Saved entries
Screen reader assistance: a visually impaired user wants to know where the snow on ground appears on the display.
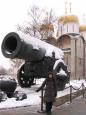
[0,79,86,109]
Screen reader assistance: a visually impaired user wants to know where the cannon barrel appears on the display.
[1,32,64,61]
[1,32,46,61]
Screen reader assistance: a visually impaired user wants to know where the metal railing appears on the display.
[41,83,86,111]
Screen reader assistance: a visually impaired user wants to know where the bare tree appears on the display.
[18,6,57,39]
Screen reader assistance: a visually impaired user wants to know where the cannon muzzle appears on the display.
[1,32,46,61]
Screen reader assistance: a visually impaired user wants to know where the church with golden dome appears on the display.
[47,2,86,79]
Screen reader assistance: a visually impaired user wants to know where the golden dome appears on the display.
[58,16,64,22]
[64,15,79,24]
[40,24,54,31]
[79,25,86,32]
[58,15,79,24]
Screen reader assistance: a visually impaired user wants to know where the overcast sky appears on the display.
[0,0,86,68]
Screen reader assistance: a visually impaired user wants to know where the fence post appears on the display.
[70,85,72,103]
[82,83,85,98]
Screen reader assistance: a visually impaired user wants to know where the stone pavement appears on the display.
[0,97,86,115]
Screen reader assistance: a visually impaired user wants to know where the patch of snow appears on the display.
[0,79,86,109]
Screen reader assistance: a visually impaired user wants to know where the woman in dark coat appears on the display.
[36,72,57,113]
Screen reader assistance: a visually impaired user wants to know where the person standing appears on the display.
[36,72,57,113]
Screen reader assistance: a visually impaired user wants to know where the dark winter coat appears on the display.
[38,74,57,102]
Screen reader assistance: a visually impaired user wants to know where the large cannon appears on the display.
[1,32,69,90]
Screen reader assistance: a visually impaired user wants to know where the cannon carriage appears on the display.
[1,32,69,89]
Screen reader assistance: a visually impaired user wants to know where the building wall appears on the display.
[57,36,84,79]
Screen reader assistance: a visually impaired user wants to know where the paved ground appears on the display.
[0,97,86,115]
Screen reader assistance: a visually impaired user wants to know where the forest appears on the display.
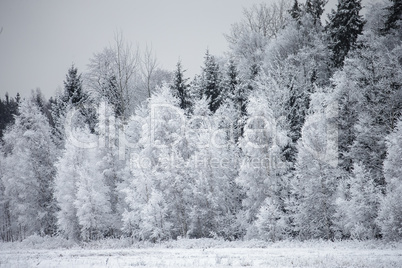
[0,0,402,242]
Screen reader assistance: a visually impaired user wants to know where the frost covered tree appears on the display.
[326,0,364,68]
[2,100,56,239]
[381,0,402,34]
[378,120,402,240]
[292,94,338,239]
[336,164,381,240]
[226,0,290,77]
[50,65,96,148]
[187,98,240,239]
[86,34,141,118]
[55,126,90,240]
[305,0,328,24]
[122,87,188,240]
[200,50,223,112]
[236,83,289,237]
[171,61,191,110]
[341,32,402,186]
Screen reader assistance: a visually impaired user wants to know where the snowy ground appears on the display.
[0,240,402,267]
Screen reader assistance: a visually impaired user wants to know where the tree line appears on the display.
[0,0,402,242]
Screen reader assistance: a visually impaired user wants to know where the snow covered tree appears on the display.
[225,0,290,78]
[2,100,56,238]
[187,98,240,240]
[236,83,290,236]
[292,95,338,239]
[54,126,93,240]
[86,34,141,119]
[305,0,328,25]
[50,65,96,148]
[73,143,112,241]
[200,50,223,112]
[121,86,189,240]
[381,0,402,34]
[326,0,364,68]
[171,61,190,110]
[341,33,402,186]
[255,198,289,242]
[378,119,402,240]
[336,164,381,240]
[289,0,302,22]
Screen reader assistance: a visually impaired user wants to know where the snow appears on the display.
[0,238,402,268]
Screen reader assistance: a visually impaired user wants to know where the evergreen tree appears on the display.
[63,64,86,106]
[382,0,402,34]
[201,50,222,112]
[292,97,338,239]
[289,0,302,22]
[378,119,402,241]
[305,0,328,25]
[326,0,364,68]
[171,61,190,110]
[0,93,19,139]
[2,100,56,238]
[336,164,380,240]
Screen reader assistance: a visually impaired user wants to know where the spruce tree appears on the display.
[382,0,402,34]
[171,61,190,110]
[201,50,222,112]
[306,0,328,24]
[64,64,85,106]
[289,0,302,22]
[326,0,364,68]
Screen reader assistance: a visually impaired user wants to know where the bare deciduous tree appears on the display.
[86,33,140,118]
[141,45,158,98]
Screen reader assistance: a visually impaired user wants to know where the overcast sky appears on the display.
[0,0,346,98]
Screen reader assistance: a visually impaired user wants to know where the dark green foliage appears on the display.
[170,61,190,110]
[382,0,402,34]
[289,0,302,22]
[326,0,364,68]
[306,0,328,24]
[201,50,222,112]
[0,93,20,139]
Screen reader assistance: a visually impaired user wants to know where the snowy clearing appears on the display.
[0,239,402,267]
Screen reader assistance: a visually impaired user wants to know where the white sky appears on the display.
[0,0,348,98]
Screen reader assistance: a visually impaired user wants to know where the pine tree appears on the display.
[201,50,222,112]
[305,0,328,25]
[336,164,380,240]
[378,119,402,240]
[381,0,402,34]
[171,61,190,110]
[236,86,290,237]
[326,0,364,68]
[63,64,86,106]
[292,103,338,239]
[2,100,56,238]
[289,0,302,22]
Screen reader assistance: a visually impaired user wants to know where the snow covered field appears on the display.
[0,239,402,267]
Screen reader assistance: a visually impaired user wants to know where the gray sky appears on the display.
[0,0,346,98]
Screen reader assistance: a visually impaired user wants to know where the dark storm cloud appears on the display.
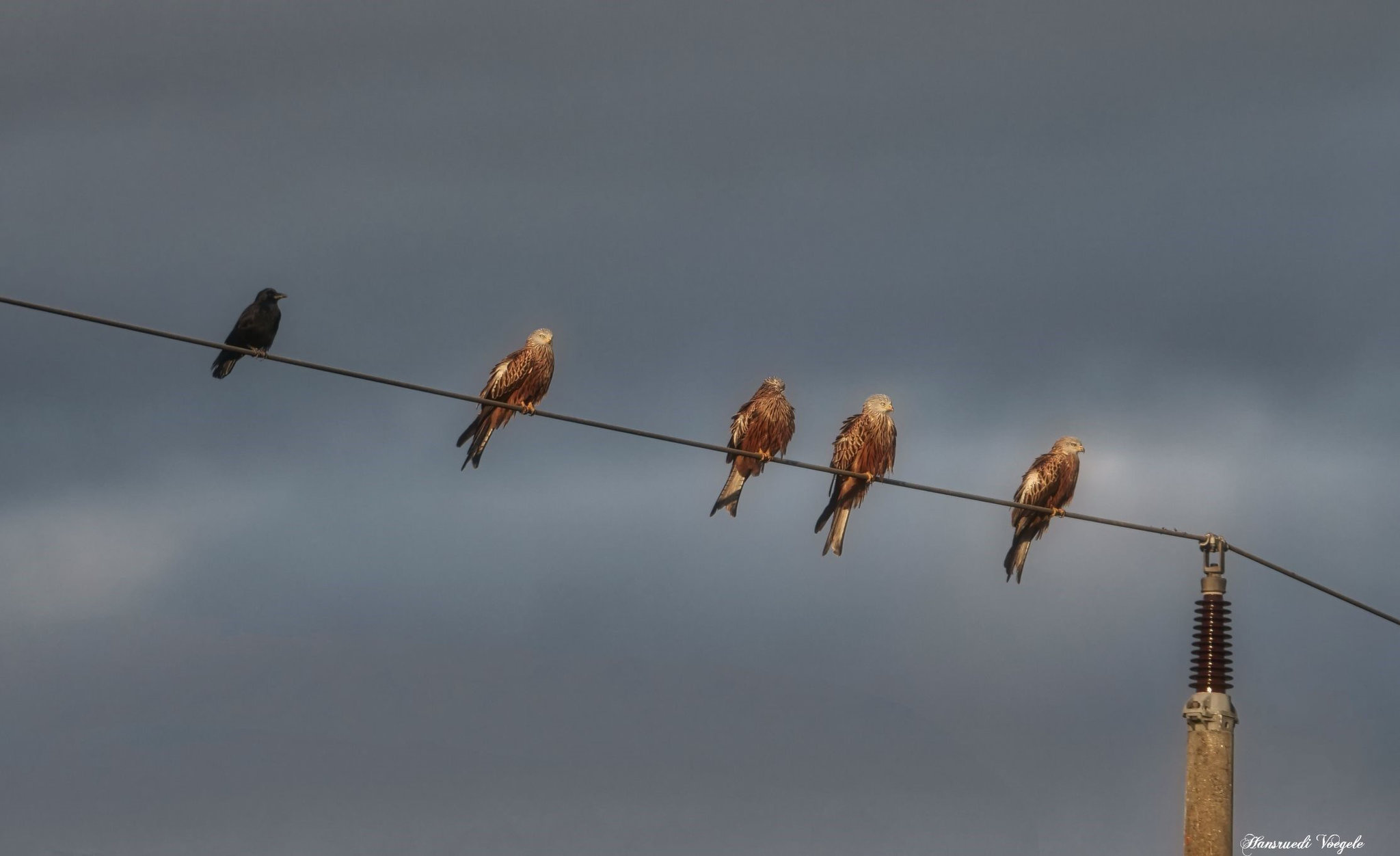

DIRECTION: Please change "metal railing" to "iron railing" in the items, starting at the first line and ending at the line that contains "[41,83,86,111]". Keep everything else the same, and leave the pictures out of your answer.

RESULT OF THE TASK:
Screen reader assistance: a visually impaired user wants to know where the snow on ground appears on the display.
[0,79,86,109]
Screen reader assistance: a visually impaired user wants to know where the cannon barrel appears on the display.
[1,32,64,61]
[1,32,46,61]
Screen reader assistance: a visually impaired user wants to know where the iron railing appears on the display.
[41,83,86,111]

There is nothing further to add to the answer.